▶ **Requirement 1**: List the parts that the Registry holds, according to the GridSheet architecture overview below.
▶ **Requirement 2**: From the GridSheet architecture overview below, copy word for word the passage from "Function Registry: Built-in" to "maintains stable identity.".

▶ **Selected excerpt**:
——————

Architecture & Design

This document provides an overview of GridSheet's architecture and design principles.

Core Architecture

Registry and Sheet Relationship

The most important architectural relationship in GridSheet is between the Registry and Sheet instances. The Registry serves as a cross-cutting access point for multiple Sheet instances, while each Sheet instance corresponds one-to-one with a rendered <GridSheet> component.

Registry Architecture

The Registry (accessed via a Book) is a cross-cutting instance shared across multiple sheets. It contains:

Function Registry: Built-in and custom formula functions
Policy Registry: Named cell policies (which handle both parsing and rendering)
History: Undo/redo stack
Async Cache: In-flight and completed async formula results
Event Handlers: onChange, onSave, onInit, onKeyUp, etc.

A Book is a thin wrapper { registry: Registry } created by useBook() (React hook) or createBook() (imperative). This wrapper pattern allows React to trigger re-renders by replacing the Book reference while the inner Registry object maintains stable identity.

Note: Even when using only a single sheet, a Registry is implicitly created by the <GridSheet> component. Pass an explicit book prop to share a single Registry across multiple sheets.

Sheet Architecture

Each Sheet instance corresponds one-to-one with a rendered <GridSheet> component and contains:

ID Matrix: Internal data identifiers that correspond to sheet row/column positions
Cell Data: The actual cell data keyed by cell ID, shared via the Registry
System Metadata: Offset positions, sizes, and rendering metadata per cell
Sheet State: Name, dimensions, limits, and formula resolution state

Cell Reference System

GridSheet uses an internal ID-based reference system for formulas:

Internal References: Formulas use IDs like #0, #1 instead of addresses like A1
Address Mapping: The system converts IDs to addresses for display
Stable References: This ensures formulas don't break when rows/columns are added/removed

For example:

// Internal formula storage
"=SUM(#2!#0:#4)"  // Uses internal IDs (sheet ID + cell IDs)
 
// Display conversion
"=SUM('Sheet2'!A1:A5)"    // Converted to addresses for display

This architecture provides:

Stable References: Formulas remain intact during structural changes
Performance: ID-based lookups are faster than address parsing
Flexibility: Easy to add/remove rows/columns without breaking formulas

Data Flow

GridSheet processes data through two main flows: data input and data output. Each flow uses identifiers (strings) for policies to enable persistence.

Data Input Flow

Data input follows this sequence: User Input → Policy Registration → Policy Deserialization

User Input: Raw input from keyboard, paste, or programmatic updates
Policy Registration: Looks up the active policy instance using the cell.policy identifier
Deserialization: Converts input string/data to appropriate data type using policy.deserialize()
Cell Data: Final processed data stored in the cell

Data Output Flow

Data output follows this sequence: Cell Data → Formula Evaluation → Policy Render → CSS Application

Cell Data: Raw cell value or formula
Formula Evaluation: Calculates formula results if present
Policy Render: Formats display using the policy.render() method from the cell.policy identifier
CSS Application: Applies styling using cell.style properties
User Interface: Final rendered cell in the grid

Cell Value Serialization

GridSheet is designed with persistence in mind, ensuring that cell values are serializable and can be safely stored and restored. This design principle is crucial for maintaining data integrity across sessions and enabling features like undo/redo, data export, and state persistence.

——————

▶ **Data shown**:

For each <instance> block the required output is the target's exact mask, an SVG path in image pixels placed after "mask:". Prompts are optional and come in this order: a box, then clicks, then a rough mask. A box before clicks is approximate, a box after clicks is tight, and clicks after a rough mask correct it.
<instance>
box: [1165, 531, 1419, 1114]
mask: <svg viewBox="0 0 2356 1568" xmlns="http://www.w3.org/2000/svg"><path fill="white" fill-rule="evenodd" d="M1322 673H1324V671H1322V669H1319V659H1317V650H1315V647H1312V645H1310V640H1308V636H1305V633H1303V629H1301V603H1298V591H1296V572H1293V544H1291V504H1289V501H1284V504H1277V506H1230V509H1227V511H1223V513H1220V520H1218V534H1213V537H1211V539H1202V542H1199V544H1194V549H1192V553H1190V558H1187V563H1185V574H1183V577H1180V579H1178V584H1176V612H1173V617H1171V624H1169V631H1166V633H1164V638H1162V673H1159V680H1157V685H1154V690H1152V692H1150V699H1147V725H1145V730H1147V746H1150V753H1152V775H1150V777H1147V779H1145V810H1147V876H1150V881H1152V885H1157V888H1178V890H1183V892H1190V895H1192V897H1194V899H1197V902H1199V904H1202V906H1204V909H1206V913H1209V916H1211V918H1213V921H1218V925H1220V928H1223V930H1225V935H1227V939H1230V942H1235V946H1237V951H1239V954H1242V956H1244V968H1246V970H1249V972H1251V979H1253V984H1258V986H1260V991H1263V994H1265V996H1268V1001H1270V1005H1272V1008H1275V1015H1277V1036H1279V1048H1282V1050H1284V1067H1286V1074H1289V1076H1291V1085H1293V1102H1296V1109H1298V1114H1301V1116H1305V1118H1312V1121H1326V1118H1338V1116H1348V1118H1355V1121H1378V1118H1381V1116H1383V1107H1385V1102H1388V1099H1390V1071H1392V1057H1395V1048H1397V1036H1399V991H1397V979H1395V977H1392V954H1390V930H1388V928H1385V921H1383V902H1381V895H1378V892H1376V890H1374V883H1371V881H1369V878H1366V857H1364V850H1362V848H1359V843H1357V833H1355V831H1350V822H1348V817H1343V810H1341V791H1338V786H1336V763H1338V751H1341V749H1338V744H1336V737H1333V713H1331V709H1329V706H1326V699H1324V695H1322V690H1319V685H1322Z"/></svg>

——————

▶ **Response area 1**:
- Function Registry
- Policy Registry
- History
- Async Cache
- Event Handlers

▶ **Response area 2**:
Function Registry: Built-in and custom formula functions
Policy Registry: Named cell policies (which handle both parsing and rendering)
History: Undo/redo stack
Async Cache: In-flight and completed async formula results
Event Handlers: onChange, onSave, onInit, onKeyUp, etc.

A Book is a thin wrapper { registry: Registry } created by useBook() (React hook) or createBook() (imperative). This wrapper pattern allows React to trigger re-renders by replacing the Book reference while the inner Registry object maintains stable identity.